··· Gegebene Daten
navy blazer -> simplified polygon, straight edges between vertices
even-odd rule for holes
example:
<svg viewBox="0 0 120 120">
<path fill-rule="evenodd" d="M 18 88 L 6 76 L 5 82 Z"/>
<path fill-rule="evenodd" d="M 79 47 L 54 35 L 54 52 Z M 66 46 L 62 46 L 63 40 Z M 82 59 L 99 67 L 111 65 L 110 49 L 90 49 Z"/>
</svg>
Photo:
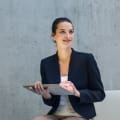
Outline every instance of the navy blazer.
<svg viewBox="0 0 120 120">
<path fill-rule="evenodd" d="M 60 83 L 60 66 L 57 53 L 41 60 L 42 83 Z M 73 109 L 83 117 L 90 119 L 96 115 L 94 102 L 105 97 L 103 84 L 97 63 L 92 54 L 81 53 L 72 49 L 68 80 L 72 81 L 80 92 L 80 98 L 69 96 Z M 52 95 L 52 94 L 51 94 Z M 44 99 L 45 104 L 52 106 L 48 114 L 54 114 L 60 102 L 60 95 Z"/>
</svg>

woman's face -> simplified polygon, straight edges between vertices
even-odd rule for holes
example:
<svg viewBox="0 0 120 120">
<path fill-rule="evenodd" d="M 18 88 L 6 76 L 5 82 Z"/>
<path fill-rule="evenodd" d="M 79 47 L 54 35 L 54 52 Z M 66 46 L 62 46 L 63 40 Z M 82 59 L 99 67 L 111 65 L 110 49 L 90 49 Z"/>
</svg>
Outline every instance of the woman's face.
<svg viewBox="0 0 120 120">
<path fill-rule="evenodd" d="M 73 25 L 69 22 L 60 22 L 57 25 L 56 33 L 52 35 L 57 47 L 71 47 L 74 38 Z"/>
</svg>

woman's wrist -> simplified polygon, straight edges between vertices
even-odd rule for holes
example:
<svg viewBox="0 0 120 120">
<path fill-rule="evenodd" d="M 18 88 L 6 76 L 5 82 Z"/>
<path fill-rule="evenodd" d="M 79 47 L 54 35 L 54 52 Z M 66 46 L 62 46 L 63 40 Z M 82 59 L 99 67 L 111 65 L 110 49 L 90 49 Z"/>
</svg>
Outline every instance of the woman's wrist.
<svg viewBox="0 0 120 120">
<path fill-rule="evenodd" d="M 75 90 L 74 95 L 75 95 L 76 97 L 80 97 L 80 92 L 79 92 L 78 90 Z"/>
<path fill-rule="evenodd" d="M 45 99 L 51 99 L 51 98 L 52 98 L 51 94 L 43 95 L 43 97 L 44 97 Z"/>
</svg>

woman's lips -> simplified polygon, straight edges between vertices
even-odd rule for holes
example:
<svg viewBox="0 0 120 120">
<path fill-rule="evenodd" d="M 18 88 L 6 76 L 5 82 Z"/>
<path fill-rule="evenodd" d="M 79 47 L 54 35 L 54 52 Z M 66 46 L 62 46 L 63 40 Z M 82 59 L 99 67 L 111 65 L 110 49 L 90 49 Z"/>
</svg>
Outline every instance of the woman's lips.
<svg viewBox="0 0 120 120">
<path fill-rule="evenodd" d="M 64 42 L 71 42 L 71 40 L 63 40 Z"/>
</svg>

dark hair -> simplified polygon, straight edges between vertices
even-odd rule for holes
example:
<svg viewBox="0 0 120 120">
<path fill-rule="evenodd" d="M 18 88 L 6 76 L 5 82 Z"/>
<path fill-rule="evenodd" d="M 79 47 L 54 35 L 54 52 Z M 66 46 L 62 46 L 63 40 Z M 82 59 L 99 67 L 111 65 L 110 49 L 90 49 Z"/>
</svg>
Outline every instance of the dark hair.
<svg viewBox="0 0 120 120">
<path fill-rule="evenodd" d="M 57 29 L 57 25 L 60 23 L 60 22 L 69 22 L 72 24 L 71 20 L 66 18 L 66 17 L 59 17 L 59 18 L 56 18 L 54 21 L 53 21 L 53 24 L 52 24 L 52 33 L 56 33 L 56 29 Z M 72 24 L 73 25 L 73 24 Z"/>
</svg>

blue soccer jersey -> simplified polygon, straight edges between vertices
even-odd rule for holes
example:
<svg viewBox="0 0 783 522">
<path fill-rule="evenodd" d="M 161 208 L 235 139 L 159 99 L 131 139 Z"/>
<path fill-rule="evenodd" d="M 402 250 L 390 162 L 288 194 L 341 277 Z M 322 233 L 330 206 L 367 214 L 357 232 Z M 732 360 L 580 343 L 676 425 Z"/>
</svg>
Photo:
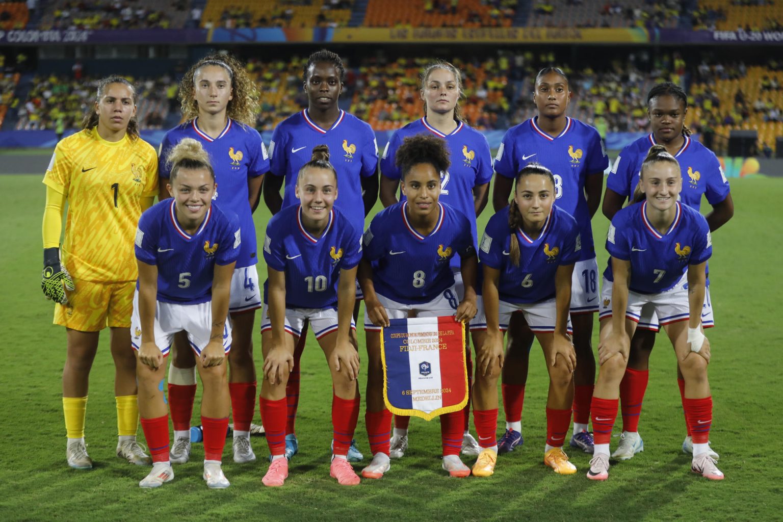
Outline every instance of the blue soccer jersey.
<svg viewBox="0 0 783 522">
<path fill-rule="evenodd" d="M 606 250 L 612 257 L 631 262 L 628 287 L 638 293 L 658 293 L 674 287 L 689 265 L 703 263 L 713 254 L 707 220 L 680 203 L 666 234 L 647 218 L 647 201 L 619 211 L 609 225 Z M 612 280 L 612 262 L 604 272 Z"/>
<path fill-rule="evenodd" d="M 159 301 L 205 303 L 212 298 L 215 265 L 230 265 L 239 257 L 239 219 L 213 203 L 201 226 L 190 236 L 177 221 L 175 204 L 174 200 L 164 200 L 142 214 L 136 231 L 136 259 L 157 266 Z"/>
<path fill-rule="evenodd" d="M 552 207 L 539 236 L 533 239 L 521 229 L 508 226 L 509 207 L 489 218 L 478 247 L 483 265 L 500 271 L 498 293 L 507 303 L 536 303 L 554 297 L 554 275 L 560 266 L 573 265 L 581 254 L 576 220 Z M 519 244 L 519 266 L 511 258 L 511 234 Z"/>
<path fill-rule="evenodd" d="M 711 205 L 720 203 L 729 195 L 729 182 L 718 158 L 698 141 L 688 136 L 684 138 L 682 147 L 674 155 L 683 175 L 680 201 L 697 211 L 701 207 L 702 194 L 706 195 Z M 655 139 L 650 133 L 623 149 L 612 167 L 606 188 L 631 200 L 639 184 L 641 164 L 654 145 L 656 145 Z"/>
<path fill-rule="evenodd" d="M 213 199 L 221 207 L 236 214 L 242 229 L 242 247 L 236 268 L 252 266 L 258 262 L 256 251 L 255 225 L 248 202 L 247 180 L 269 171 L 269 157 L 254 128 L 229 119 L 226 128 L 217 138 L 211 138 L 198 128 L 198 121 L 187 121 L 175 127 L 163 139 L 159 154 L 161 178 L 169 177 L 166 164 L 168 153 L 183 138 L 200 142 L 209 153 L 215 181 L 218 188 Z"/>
······
*Arbeitsanweisung*. Wie viele Zeilen im obigen Material enthalten die Zeichenfolge „hair“? Zähle sie und gib nur die Zahl an.

*Antwort zur Aufgabe*. 2